Scan the material for the word "below" and return every matching line.

┄┄┄┄┄┄┄┄┄┄┄┄┄┄┄┄┄┄┄┄

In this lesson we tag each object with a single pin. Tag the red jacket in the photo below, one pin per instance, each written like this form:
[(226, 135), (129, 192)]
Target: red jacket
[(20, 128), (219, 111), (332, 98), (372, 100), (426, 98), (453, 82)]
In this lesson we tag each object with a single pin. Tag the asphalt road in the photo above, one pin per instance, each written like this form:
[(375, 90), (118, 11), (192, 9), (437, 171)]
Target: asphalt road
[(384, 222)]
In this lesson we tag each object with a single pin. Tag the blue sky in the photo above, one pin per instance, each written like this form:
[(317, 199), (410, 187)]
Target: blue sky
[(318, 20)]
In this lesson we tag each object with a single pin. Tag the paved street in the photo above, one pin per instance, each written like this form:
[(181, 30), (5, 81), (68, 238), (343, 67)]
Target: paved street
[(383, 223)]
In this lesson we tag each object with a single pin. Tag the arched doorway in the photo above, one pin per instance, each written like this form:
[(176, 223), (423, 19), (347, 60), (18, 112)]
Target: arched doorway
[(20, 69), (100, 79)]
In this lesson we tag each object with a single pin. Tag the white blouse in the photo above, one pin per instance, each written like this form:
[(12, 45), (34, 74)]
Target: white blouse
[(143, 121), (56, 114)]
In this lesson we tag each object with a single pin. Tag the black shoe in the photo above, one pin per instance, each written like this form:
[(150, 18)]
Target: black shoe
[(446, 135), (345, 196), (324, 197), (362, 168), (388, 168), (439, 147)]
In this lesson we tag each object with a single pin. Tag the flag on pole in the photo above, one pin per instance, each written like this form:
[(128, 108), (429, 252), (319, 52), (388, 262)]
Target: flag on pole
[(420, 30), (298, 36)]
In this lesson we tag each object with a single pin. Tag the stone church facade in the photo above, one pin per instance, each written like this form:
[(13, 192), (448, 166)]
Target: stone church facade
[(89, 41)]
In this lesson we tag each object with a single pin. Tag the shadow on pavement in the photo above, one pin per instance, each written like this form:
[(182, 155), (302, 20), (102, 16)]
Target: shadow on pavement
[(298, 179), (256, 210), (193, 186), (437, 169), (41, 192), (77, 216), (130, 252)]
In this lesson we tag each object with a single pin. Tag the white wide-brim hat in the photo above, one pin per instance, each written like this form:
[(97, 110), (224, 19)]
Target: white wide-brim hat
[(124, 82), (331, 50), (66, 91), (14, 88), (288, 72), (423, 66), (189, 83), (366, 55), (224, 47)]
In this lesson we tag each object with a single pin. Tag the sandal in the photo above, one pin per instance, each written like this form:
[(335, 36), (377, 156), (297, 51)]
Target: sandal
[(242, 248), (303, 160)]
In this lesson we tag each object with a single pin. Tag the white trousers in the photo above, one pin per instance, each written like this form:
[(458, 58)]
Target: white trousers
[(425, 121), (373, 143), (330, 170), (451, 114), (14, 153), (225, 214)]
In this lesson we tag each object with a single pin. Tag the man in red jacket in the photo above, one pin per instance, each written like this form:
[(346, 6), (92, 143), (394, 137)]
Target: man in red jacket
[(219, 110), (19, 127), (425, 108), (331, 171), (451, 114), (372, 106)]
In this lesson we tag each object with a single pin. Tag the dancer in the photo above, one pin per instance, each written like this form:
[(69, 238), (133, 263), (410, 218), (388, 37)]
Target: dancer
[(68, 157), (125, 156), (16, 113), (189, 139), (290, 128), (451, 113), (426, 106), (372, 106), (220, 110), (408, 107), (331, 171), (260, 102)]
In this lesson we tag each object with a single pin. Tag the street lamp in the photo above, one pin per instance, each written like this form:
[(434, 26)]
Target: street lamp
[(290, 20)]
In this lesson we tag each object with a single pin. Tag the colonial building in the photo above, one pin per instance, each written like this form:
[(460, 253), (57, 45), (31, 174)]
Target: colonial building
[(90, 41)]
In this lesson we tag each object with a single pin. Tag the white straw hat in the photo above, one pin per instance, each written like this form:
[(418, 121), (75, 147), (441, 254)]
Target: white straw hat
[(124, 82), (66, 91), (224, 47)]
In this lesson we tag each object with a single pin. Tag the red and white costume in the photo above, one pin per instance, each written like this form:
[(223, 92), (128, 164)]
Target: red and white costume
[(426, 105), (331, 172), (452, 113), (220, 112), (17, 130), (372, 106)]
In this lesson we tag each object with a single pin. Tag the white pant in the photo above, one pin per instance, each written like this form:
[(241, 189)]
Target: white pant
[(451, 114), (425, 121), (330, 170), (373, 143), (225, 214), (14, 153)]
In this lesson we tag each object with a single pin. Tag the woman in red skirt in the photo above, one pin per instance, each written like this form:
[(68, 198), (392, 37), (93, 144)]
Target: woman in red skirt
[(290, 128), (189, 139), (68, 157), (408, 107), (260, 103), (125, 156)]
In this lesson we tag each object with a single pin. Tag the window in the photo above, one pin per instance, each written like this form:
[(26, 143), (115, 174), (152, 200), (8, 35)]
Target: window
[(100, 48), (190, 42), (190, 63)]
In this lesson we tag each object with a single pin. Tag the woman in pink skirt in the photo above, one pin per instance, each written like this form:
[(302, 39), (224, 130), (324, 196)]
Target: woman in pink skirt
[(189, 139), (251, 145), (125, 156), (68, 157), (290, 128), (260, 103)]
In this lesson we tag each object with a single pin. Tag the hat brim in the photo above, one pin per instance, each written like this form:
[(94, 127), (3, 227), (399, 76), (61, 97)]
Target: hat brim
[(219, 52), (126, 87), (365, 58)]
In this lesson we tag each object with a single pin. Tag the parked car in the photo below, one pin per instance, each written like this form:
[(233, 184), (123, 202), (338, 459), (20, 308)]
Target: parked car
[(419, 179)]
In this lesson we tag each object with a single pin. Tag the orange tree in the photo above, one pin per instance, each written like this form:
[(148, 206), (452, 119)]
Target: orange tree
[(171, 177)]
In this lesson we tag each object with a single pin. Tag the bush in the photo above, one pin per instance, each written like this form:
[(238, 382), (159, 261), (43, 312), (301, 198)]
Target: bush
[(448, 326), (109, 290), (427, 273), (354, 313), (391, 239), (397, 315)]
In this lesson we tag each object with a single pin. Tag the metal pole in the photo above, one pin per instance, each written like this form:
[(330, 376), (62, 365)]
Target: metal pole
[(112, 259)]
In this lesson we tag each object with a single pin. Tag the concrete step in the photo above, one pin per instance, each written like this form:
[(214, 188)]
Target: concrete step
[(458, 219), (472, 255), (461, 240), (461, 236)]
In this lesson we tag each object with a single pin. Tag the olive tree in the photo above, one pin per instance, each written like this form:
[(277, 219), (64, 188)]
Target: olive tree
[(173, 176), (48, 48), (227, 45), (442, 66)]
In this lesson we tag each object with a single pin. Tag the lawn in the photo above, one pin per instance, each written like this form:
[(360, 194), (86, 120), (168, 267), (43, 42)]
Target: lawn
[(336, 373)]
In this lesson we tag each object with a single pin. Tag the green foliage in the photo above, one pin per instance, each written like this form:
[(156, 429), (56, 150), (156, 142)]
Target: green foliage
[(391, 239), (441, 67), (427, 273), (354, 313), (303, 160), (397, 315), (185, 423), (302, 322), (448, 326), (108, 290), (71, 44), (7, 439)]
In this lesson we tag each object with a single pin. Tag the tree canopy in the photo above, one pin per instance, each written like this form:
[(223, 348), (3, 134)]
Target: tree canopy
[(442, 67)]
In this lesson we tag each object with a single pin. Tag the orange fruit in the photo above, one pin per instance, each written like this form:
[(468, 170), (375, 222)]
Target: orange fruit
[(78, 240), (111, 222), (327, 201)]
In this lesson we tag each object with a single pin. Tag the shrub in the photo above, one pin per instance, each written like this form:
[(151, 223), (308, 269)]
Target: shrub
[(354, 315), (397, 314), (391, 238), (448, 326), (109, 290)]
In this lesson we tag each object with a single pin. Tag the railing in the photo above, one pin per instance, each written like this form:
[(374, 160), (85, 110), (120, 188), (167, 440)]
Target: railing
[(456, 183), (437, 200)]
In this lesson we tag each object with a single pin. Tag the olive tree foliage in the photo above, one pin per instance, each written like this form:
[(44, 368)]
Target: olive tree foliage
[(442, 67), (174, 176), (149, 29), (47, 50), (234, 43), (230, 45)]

┄┄┄┄┄┄┄┄┄┄┄┄┄┄┄┄┄┄┄┄

* Exercise response
In this lesson we tag each object with a single pin. Tag the red jacket in the photo below, one pin per instance, each written like this form:
In this lesson we tag each object with a single pin. Tag the parked car in the photo below, one pin per instance, each written like this form:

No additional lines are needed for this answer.